[Collected data entries]
=====

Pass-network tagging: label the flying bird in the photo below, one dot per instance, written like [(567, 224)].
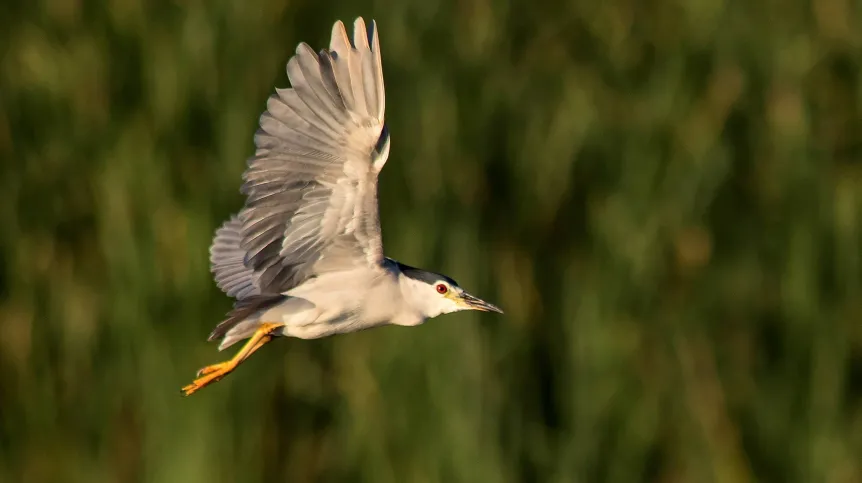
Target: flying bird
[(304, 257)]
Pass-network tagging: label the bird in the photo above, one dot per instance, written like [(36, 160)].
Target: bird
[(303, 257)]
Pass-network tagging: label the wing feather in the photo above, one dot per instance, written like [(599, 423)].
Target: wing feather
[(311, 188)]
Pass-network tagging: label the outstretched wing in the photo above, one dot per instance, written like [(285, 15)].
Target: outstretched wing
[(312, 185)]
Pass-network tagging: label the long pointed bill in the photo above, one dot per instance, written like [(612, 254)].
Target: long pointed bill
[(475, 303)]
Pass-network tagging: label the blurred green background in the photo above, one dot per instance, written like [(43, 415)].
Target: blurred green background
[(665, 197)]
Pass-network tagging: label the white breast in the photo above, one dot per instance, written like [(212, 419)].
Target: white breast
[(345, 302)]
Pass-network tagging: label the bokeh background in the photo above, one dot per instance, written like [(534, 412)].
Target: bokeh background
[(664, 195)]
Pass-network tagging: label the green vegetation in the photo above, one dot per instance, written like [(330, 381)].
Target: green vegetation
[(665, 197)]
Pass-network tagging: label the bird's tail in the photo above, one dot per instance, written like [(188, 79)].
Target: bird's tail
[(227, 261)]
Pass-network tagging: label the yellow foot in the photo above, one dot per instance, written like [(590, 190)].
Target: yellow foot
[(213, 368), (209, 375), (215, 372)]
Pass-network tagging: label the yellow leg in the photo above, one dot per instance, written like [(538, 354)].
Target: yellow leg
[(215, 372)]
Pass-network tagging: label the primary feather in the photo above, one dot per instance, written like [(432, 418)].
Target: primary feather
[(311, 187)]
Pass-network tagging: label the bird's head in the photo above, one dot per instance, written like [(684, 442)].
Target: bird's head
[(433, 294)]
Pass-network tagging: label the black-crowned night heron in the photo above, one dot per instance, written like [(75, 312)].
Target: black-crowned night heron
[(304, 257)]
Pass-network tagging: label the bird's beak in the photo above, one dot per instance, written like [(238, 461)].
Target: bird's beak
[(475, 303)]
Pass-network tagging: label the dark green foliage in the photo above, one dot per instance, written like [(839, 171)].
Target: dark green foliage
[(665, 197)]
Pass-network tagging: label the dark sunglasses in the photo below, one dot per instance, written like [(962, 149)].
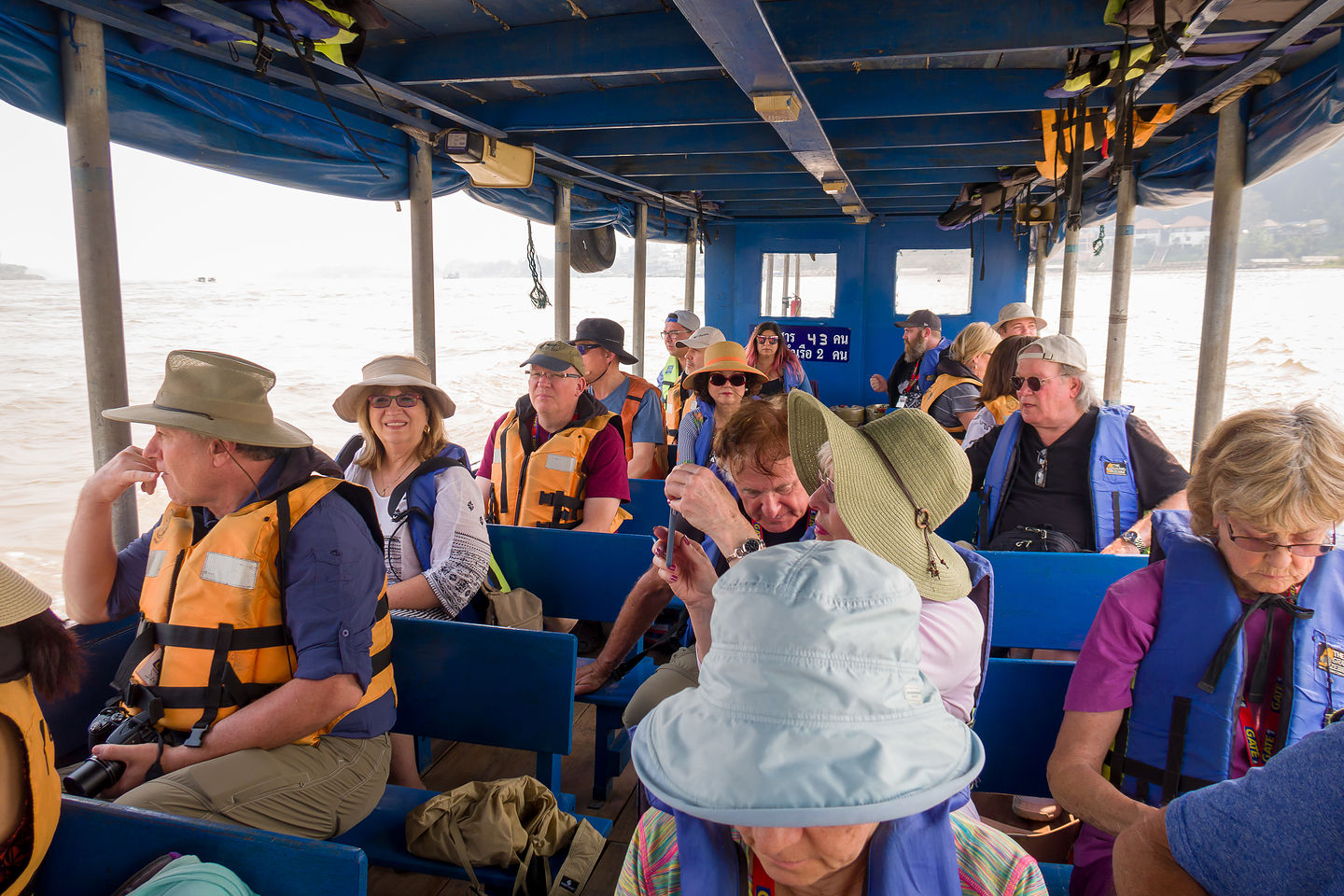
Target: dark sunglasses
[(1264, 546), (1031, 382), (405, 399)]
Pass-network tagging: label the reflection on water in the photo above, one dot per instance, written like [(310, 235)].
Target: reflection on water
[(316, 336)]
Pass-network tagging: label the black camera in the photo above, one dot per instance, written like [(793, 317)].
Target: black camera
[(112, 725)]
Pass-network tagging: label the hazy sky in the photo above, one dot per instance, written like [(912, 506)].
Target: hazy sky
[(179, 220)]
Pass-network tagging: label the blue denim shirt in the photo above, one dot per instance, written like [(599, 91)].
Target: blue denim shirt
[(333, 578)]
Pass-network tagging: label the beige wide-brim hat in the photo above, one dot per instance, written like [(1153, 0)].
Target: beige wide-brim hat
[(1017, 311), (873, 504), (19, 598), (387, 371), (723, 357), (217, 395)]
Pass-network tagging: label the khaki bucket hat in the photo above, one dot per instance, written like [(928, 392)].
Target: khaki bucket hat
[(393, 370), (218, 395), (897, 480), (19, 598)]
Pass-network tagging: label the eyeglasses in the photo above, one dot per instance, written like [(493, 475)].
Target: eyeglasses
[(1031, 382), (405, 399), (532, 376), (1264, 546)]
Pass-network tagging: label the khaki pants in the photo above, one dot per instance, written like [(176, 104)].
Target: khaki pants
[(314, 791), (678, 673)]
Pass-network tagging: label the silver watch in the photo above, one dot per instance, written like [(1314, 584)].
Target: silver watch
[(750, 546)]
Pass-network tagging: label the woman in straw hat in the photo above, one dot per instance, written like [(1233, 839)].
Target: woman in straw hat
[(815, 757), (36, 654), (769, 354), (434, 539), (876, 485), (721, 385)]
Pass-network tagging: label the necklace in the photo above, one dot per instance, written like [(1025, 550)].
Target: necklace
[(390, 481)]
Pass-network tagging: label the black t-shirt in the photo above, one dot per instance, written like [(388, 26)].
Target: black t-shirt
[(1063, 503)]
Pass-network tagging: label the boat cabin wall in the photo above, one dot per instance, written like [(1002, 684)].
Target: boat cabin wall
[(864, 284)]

=====

> [Stated exercise] Rescale the listing from its first line up to and including the line with "[(312, 185)]", repeating every line with the requests included and their sample coordinates left unchanged. Multiply each point coordinate in the answers by 2.05, rounding to whole numbers with halves going up, and leave the picture out.

> [Solution for this exercise]
Pass-network tagging: label the flying bird in the photo below, one dot per instance, written like [(567, 224)].
Target: flying bird
[(623, 527)]
Pass-network tagging: label the bird in the photo above, one dot per instance, written like [(36, 160)].
Target: bird
[(621, 527)]
Pass-network tagging: label the wing feather in the photo above, one dot per instance, written like [(599, 423)].
Target: wing feather
[(638, 385)]
Pass-network tagging: label the outstretched wing in the photo above, one dot per instance, written like [(285, 15)].
Target: outstretched wing
[(640, 379)]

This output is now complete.